--- Data to examine ---

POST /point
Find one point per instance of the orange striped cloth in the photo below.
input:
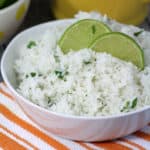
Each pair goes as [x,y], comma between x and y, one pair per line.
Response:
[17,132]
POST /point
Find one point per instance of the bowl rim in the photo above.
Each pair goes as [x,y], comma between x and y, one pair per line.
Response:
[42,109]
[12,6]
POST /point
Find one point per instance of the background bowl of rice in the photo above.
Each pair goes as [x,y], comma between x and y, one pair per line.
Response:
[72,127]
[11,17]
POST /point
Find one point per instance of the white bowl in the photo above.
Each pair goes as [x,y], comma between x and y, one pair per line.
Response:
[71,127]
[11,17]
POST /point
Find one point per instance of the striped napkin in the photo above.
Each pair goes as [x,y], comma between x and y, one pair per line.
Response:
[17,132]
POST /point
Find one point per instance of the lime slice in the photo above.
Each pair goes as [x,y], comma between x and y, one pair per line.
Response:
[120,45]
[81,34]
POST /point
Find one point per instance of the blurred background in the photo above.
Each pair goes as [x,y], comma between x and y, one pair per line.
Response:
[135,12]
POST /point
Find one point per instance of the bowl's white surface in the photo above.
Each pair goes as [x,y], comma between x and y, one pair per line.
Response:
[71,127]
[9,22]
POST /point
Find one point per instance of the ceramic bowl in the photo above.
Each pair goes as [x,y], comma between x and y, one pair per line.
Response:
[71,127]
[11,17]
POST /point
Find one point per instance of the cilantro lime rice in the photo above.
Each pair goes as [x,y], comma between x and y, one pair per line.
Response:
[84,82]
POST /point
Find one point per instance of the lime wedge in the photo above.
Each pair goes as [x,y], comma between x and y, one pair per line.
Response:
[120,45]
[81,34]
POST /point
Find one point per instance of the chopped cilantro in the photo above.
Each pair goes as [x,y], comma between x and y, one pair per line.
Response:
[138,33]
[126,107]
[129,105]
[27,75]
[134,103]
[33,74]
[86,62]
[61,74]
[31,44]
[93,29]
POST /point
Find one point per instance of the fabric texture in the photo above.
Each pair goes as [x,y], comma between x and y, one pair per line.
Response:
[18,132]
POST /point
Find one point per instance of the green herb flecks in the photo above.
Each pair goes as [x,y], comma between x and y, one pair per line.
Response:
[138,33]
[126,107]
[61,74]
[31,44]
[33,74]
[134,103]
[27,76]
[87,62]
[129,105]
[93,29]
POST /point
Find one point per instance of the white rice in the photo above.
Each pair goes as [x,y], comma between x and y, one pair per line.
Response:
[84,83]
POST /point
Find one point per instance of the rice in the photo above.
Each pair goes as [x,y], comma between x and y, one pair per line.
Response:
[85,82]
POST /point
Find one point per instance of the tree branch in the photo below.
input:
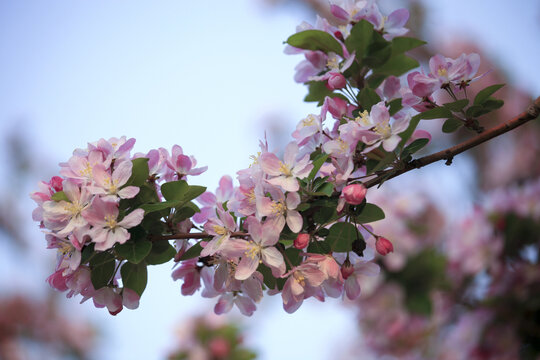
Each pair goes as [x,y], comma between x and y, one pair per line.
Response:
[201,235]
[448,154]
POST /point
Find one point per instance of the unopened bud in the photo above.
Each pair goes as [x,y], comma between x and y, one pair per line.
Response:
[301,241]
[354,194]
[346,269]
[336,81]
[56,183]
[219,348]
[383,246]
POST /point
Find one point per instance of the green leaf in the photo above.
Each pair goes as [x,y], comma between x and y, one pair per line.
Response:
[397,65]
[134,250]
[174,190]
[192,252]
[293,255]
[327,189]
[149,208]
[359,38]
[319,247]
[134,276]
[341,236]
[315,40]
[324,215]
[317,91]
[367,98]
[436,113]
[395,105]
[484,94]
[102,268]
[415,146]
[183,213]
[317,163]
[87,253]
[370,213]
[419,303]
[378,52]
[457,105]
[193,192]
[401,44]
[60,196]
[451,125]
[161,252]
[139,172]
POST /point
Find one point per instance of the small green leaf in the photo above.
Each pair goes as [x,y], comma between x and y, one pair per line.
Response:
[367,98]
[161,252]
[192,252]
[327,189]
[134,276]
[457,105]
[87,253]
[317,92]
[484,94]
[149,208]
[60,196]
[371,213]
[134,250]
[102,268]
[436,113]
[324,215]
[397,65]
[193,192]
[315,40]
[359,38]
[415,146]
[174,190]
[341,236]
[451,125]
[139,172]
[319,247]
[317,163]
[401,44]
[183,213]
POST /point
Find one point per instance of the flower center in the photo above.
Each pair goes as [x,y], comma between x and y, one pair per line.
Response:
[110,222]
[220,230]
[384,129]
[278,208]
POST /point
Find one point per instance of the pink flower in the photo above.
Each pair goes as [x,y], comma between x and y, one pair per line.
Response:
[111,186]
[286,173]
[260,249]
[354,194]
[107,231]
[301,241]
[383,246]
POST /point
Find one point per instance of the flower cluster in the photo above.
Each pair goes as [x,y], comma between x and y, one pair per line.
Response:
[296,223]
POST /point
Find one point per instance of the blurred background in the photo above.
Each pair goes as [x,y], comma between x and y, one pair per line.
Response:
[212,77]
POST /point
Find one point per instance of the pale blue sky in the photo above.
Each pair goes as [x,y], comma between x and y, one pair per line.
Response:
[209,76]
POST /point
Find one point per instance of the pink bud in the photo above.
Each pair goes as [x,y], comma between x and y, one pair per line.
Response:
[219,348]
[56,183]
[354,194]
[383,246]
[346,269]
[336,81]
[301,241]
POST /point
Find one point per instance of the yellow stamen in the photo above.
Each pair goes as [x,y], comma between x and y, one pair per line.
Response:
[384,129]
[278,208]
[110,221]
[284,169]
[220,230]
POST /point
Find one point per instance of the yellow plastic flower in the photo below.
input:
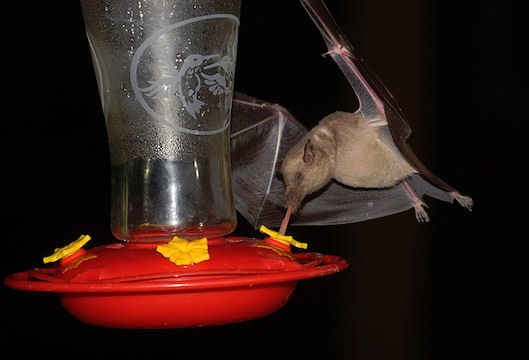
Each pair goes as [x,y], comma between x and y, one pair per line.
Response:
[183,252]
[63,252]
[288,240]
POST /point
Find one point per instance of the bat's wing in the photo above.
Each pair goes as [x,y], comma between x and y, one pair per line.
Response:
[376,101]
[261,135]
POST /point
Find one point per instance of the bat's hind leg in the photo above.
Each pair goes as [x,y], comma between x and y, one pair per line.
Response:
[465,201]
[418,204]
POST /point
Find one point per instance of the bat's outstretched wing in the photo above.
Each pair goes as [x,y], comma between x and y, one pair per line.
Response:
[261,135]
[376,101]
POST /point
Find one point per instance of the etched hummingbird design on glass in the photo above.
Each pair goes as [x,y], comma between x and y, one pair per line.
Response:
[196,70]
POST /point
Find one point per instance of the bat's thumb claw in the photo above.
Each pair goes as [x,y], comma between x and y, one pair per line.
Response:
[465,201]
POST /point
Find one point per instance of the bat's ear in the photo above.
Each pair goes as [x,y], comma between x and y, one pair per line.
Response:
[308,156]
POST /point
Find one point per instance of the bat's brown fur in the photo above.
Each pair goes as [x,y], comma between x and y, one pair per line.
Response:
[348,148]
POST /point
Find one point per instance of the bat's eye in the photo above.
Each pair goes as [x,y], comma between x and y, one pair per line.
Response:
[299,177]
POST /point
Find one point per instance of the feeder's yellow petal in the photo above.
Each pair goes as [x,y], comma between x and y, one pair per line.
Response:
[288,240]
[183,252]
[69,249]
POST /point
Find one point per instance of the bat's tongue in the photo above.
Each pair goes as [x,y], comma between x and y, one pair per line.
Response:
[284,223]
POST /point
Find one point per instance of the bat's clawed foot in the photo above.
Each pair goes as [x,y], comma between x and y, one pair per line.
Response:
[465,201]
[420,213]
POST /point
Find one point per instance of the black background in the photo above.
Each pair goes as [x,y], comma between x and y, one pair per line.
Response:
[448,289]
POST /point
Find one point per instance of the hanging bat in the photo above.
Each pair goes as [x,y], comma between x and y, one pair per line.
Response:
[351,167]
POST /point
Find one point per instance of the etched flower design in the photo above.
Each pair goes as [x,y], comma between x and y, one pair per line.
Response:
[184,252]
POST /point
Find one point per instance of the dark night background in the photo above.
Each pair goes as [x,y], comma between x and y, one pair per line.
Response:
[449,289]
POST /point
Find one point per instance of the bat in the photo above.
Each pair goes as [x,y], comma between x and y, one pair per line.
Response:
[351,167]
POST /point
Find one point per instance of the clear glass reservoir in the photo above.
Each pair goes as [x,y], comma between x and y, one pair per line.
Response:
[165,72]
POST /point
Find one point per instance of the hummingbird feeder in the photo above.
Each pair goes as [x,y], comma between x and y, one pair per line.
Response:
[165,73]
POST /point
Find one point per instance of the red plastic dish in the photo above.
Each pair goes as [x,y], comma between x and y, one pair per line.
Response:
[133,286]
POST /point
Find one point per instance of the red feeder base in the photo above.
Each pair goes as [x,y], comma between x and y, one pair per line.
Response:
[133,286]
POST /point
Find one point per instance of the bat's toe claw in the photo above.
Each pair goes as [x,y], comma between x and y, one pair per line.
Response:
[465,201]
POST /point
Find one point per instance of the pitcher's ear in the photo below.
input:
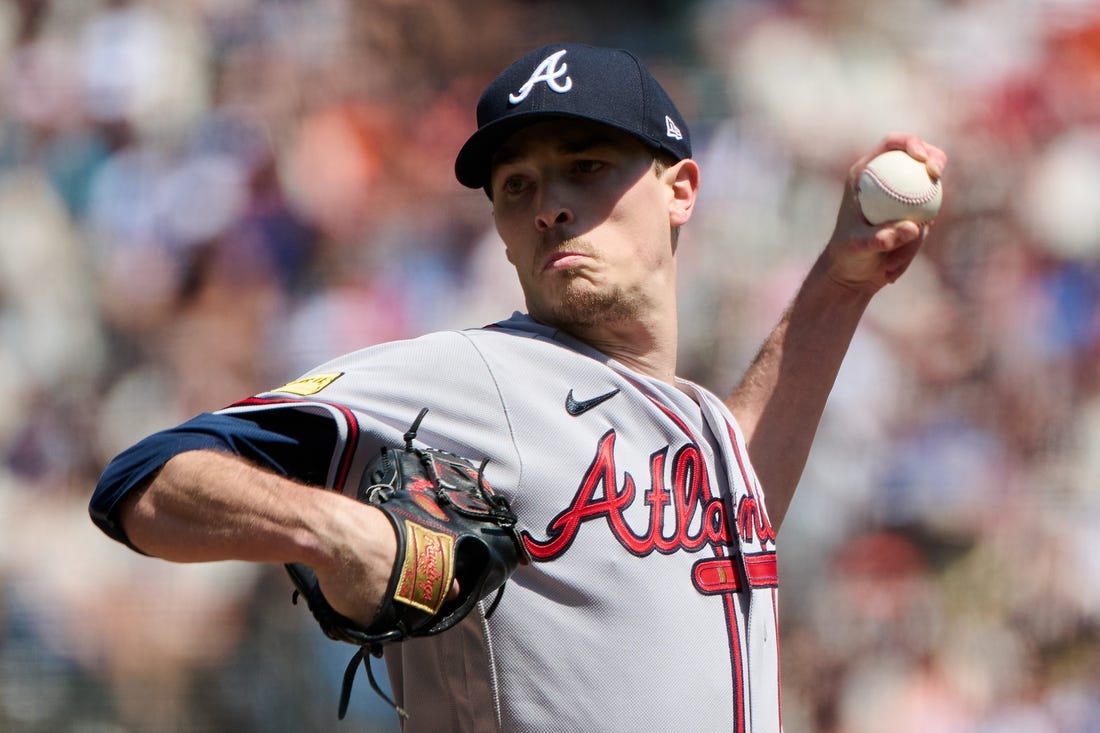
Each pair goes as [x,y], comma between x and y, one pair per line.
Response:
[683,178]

---
--- Data to examine ---

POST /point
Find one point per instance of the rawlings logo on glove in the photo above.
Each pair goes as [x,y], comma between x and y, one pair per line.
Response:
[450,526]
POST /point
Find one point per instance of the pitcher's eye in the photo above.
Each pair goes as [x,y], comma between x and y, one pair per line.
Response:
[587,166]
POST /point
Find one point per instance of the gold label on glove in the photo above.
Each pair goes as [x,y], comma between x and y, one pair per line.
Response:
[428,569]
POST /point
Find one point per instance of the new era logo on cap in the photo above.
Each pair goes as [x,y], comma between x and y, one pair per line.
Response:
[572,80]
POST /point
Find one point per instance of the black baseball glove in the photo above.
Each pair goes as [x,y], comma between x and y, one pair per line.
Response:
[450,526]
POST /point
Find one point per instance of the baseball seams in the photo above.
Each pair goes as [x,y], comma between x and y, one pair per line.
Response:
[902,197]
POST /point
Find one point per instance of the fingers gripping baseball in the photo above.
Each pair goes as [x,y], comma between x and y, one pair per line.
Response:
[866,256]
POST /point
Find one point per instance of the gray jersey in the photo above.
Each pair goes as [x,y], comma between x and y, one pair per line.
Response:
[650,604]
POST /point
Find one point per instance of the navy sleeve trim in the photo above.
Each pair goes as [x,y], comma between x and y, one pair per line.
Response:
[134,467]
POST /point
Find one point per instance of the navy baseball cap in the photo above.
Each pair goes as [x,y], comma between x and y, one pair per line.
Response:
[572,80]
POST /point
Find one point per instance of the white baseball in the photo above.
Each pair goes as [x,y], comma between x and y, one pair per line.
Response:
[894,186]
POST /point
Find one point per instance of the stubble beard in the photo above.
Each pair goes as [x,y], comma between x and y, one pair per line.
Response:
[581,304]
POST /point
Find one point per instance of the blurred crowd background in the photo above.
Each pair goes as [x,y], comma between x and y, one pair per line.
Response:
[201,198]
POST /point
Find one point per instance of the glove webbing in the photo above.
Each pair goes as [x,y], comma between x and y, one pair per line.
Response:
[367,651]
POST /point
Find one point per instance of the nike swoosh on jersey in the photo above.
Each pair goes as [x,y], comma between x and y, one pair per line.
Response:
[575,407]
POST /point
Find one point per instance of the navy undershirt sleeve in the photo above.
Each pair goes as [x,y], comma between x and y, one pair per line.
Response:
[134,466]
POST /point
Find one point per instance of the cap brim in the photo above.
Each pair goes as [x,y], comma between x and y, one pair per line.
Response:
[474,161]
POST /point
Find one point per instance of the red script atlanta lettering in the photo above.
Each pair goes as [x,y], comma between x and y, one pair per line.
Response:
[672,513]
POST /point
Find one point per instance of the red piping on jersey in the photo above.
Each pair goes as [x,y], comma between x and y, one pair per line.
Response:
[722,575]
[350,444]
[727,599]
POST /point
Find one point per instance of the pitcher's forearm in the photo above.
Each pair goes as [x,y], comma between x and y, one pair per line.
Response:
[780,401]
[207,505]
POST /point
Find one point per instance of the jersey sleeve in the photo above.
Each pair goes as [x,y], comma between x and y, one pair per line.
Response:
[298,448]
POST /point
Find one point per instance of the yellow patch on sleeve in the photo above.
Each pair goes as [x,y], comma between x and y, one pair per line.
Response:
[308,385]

---

> Description of the task
Look through the material and report how many of its lines hold the string "pink", giving the number only.

> Reply to the exercise
2